Raw rows
■ ■ ■ ■ ■

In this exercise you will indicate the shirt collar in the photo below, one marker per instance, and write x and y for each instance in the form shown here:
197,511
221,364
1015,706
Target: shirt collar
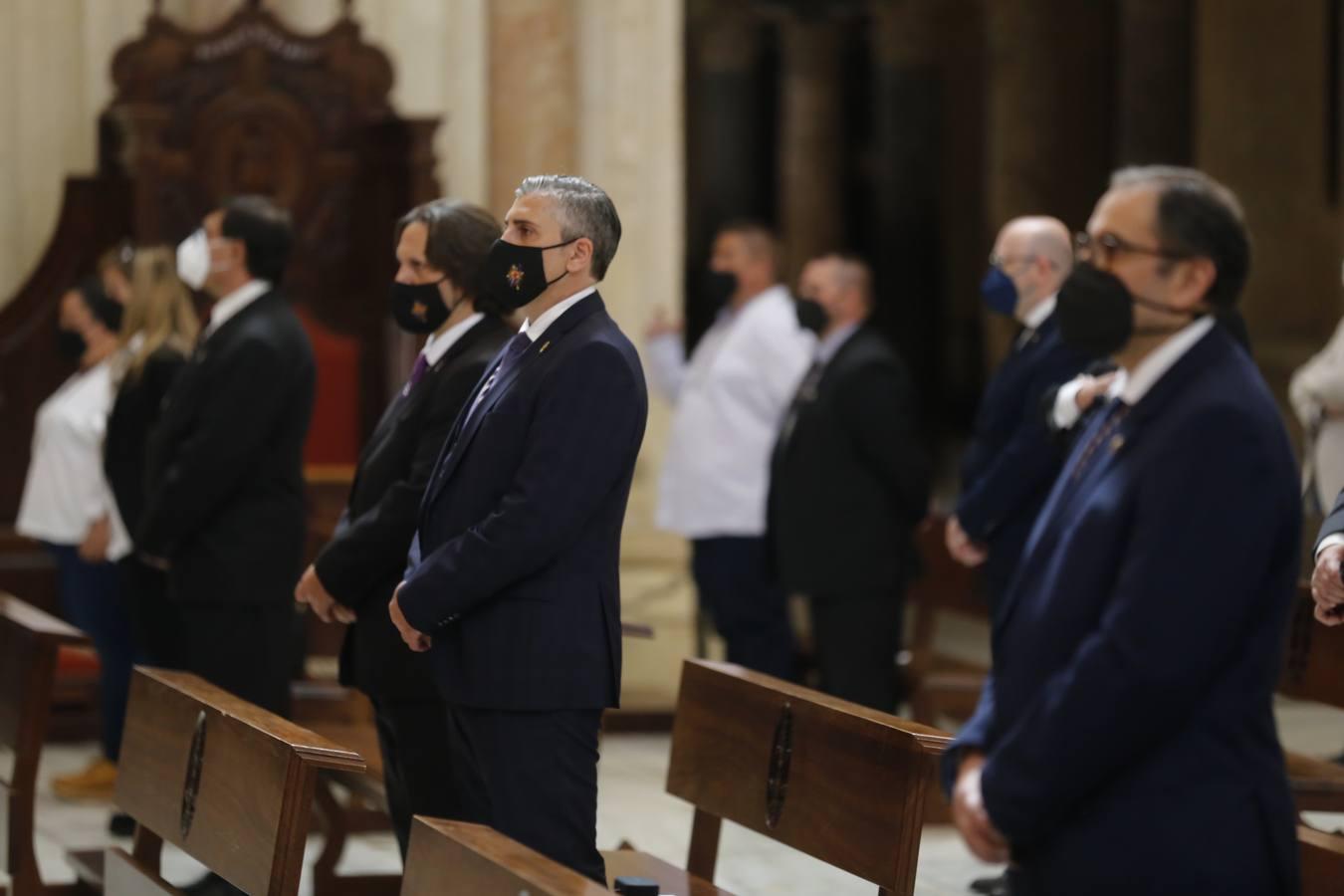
1040,312
437,344
534,331
1139,381
829,345
235,301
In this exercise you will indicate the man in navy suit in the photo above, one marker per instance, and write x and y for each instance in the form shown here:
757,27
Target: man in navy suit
513,581
1012,460
1125,741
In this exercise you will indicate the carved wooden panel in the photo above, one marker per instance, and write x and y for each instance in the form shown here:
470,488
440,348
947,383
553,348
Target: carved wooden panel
248,108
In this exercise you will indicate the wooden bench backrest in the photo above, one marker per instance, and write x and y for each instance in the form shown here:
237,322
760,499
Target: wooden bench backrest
30,641
836,781
1323,861
452,857
227,782
1313,662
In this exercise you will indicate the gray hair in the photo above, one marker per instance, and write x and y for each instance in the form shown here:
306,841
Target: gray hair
582,210
1198,218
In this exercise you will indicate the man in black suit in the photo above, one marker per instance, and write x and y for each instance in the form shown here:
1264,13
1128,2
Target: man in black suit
513,583
1012,458
440,250
225,507
848,483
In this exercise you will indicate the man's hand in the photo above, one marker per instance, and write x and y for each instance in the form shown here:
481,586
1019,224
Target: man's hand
1327,585
661,326
1093,388
95,549
414,639
968,813
329,608
960,546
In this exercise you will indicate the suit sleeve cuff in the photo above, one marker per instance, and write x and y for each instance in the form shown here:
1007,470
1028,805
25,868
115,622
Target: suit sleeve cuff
1328,542
1064,412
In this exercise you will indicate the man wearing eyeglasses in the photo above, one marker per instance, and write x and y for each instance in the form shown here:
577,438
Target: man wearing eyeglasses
1012,460
1125,739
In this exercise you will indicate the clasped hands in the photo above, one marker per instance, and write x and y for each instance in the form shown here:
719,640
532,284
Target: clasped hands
971,817
1328,587
329,608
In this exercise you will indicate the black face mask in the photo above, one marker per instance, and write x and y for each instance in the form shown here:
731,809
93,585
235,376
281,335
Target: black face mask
517,274
719,285
1097,312
108,311
812,316
418,308
72,344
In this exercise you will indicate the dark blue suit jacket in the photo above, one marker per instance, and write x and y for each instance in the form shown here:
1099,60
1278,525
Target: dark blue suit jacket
1012,458
1128,720
514,571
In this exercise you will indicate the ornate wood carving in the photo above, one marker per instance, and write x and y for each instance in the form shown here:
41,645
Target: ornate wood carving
249,107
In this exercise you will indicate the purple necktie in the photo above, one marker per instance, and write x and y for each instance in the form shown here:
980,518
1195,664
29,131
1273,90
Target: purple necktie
513,350
417,372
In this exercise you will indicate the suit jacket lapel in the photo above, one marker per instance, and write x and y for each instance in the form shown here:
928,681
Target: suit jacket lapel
1064,497
469,421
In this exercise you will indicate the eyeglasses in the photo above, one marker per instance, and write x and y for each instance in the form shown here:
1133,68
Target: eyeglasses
1002,261
1104,247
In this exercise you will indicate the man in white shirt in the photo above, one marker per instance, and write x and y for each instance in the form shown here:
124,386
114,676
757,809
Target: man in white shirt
730,400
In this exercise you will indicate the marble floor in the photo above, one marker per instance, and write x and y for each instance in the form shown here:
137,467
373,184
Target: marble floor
634,807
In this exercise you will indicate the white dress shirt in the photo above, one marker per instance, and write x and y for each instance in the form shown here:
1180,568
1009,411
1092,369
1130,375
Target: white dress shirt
1317,385
730,402
437,344
66,492
553,314
1131,387
234,303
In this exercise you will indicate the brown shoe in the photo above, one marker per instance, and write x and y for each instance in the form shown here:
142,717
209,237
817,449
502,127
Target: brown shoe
96,782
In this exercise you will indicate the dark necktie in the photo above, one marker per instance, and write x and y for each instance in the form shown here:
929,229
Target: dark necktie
805,395
508,358
1116,412
417,372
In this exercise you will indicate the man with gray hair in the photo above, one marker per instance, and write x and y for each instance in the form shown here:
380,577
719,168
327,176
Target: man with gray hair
513,585
1137,649
1012,458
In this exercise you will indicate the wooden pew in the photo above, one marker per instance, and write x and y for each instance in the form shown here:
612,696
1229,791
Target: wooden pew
1313,669
226,782
450,858
940,685
1323,861
836,781
365,810
30,642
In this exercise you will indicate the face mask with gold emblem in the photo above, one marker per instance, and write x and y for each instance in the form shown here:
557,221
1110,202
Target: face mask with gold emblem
517,274
418,308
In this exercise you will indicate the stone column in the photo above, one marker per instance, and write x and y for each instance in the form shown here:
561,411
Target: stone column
906,249
534,93
810,134
1155,82
1050,134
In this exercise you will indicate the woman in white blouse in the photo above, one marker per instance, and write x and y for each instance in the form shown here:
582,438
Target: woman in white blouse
68,507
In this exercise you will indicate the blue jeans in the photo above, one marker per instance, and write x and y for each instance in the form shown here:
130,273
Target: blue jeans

■ ■ ■ ■ ■

Exercise task | Retype every line of the rows above verbatim, leaving out the pictures.

Output |
In this exercise you will indicate the shirt collar in the photo below, one marker per instance, and write x and y for each instance in the form shown here:
197,511
221,364
1015,706
Target: shirt collar
1040,312
437,344
534,331
1139,381
829,345
235,301
In this exercise you will indicate the man in navy suit in the photo above, one marker per instance, and write x and y for each instance in the form shown here:
757,27
Target: man in navy suit
513,581
1012,460
1125,741
In this exercise you will indicate the carved wooden panel in the photo above, one marker per instance, and write x and y for each instance in the form shown here:
470,488
440,348
947,383
553,348
Target: carved wooden panel
248,108
In this exercise you will indicate the wooden bench backrest in the photo above, one marker per instance, and write x and y for each instance in the form shown here:
237,322
760,499
Target: wooden bench backrest
30,641
836,781
1323,861
452,857
227,782
1313,662
In this exercise you will indicate the gray hair in the photo above, one marker per instance, and write x and y for each instance in the form shown here:
306,841
Target: gray hair
582,210
1198,218
In this exercise you will indicate the man in black suit in the photo above, one marker per instance, and write x and y for each instance in the form shown here:
1264,13
1128,2
Target: man in black suit
513,583
1012,458
440,250
225,507
848,483
In this exercise you will indicate the man's hand in the photo above, one marker per instance, and write x and y for each instance in the form shown here:
481,586
1019,224
Target: man's hand
1327,585
661,326
1093,388
95,549
414,639
968,813
329,608
960,546
In this exercise you will indicate the suit sleeve cuff in the photo above, one marker per instance, and write x and y for each instance in the form shown here:
1007,470
1028,805
25,868
115,622
Target: suit sleeve cuff
1328,542
1064,412
In this exercise you will indicate the man wearing eyeglasses in the photo above, one marker per instance, and write x and y for each instance in the form shown here:
577,438
Target: man wearing eyeglasses
1012,460
1125,739
In this exercise you will indicate the clasped hands in the photo above, one marker per instance, and write x and y for each instance in the form shown here:
719,640
532,284
Target: clasped hands
971,817
1328,587
329,608
In this exercise you will indicate the black face mask in the photo above, one marker per instance, and write x and y for each instance in the form shown here:
731,809
93,585
235,376
281,335
Target: black face mask
517,274
719,285
1097,312
108,311
812,316
418,308
72,344
In this exercise you will indicate the dark blue suit jacket in the photo above, one marker per instance, and write x and y for each instance in the form shown here:
1099,60
1278,525
Target: dark blue suit jacket
1012,458
1128,720
514,571
In this exercise you will indicate the ornate wood carving in the photo above, one marker per instance, and write x and y for each instance in the form shown here:
41,645
Target: ornate wood carving
249,107
In this exercise you will indicate the purple necktie in the photo above, one marker per instance, and write x and y for each instance in the form shown here:
980,518
1195,664
29,131
1273,90
Target: purple necktie
513,350
417,372
In this exercise you will indicate the suit jacket lapel in the photo above, one marker per instance, and write x and y for each instance in the form shown here:
928,681
Target: suit jacket lapel
1064,497
469,421
In this exercise you will indicate the eyeglasses in the photo above, one marker per instance, and write x and y for each instance in the form shown here:
1133,68
Target: eyeglasses
1002,261
1104,247
In this exercise you will indicate the man in white shirt in the photo above, one marker per instance, and write x and y for each instance in the form shown here:
124,386
114,676
757,809
Target: man in white shirt
730,400
In this exercise you will indicate the marble floor in the photo above, one marker per instance, and write x and y for each instance in the form shown here:
137,467
373,184
Target: marble floor
634,807
In this exercise you will indicate the white dress shirt in the photo above, one marker per instance, and write x and y for each instance in the form shown here:
1180,568
1009,411
1092,369
1130,375
Target: white dress shirt
1317,385
730,402
437,344
66,492
553,314
1131,387
234,303
In this exercise you will indicate the brown shoe in the photo above, one marker per instance, and write x and y for each instance in the form shown here:
142,717
209,237
817,449
502,127
Target: brown shoe
96,782
In this exercise you will indicate the dark necktie in the photo above, one marker per instance, and write x and y for each instance in the form shown here:
929,229
Target: dark necktie
805,395
508,358
1116,412
417,372
In this exercise you will indicate the man with gray hair in the photo above, one marker per instance, and write x and y for each instance in the form shown here:
380,577
719,168
327,176
Target: man with gray hair
513,585
1137,649
1012,458
In this exercise you will indicate the wooden pew in the photo above, one marker per instance, and write x and y for each instance in the form shown here:
612,696
1229,791
Target: wooden pew
1313,669
226,782
450,858
940,685
1323,861
836,781
365,810
30,642
In this exercise you will indicate the face mask with gold emblem in the photo above, one marker per instance, and write x and y for each instance in the form shown here:
557,221
1110,202
Target: face mask with gold emblem
517,274
418,308
In this exercise you will indicate the stone column in the photo above, one marker per instance, and write x and y for each instance in the form shown here:
561,411
Target: stone column
906,249
534,93
810,134
1155,82
1050,134
In this exercise you will indicate the woman in white blouse in the photo above, one marker per instance, and write x and y for each instance in the form shown here:
582,438
Target: woman in white blouse
68,507
In this exercise you will indicate the blue jeans in the photo above, one marker per instance, and write x and y for each instance in the form shown here:
130,273
Target: blue jeans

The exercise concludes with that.